DATA FOR PROCESSING:
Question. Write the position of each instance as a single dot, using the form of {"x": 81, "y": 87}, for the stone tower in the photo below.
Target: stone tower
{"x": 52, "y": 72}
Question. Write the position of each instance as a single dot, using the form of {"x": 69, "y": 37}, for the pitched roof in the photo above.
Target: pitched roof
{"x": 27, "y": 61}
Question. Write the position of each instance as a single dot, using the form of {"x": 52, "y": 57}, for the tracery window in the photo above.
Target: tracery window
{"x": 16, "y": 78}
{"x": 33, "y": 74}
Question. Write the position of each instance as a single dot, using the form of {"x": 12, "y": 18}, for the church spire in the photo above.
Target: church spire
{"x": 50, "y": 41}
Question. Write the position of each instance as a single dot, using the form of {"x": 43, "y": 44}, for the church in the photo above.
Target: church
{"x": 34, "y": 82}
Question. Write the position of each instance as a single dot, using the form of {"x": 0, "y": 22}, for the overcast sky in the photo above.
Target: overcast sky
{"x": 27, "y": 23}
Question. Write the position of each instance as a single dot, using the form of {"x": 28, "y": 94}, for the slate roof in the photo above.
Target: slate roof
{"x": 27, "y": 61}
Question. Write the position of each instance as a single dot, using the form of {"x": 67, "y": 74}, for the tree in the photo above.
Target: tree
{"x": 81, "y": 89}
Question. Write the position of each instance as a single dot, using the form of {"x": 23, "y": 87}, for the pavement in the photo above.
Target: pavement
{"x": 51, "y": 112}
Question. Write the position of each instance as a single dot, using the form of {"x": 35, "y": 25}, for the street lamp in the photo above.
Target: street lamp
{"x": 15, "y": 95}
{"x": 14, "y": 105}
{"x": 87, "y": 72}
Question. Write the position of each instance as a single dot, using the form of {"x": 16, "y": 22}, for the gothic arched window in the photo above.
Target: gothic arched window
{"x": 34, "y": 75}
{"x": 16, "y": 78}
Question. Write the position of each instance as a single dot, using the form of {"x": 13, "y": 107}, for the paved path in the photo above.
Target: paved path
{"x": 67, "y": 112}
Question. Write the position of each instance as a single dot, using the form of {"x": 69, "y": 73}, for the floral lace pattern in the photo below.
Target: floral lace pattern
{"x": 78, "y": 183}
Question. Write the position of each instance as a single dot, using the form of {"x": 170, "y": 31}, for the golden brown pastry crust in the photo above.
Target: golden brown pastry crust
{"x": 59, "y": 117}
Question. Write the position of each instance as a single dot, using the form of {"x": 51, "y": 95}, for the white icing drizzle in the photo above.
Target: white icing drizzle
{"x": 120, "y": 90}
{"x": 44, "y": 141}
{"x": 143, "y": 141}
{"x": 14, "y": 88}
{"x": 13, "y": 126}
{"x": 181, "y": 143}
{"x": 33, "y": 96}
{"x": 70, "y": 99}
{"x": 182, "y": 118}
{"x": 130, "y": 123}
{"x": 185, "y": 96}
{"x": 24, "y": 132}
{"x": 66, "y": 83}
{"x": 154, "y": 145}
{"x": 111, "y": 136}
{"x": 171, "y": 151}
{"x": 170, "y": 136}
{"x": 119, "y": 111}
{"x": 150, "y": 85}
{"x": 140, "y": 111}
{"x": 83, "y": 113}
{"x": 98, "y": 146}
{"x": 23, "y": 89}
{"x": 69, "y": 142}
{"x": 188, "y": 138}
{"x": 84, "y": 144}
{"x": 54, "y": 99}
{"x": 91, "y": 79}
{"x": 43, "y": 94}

EXERCISE: Of the lines above, output exactly those from the line bearing "pattern in the photo below." through the line bearing "drizzle in the photo above.", inclusive.

REPLY TO THE TASK:
Question. Write the position of each instance as a single dot, using the form of {"x": 69, "y": 73}, for the floral lace pattern in the photo below.
Target: floral lace pattern
{"x": 78, "y": 183}
Question. Write the position of each instance as a single dot, using the form of {"x": 170, "y": 31}, for the golden brown pastry crust in the photo above.
Target: golden brown pastry crust
{"x": 59, "y": 117}
Question. Write the position of each instance as a single dot, using the form of {"x": 51, "y": 95}, for the white icing drizzle in the photo above.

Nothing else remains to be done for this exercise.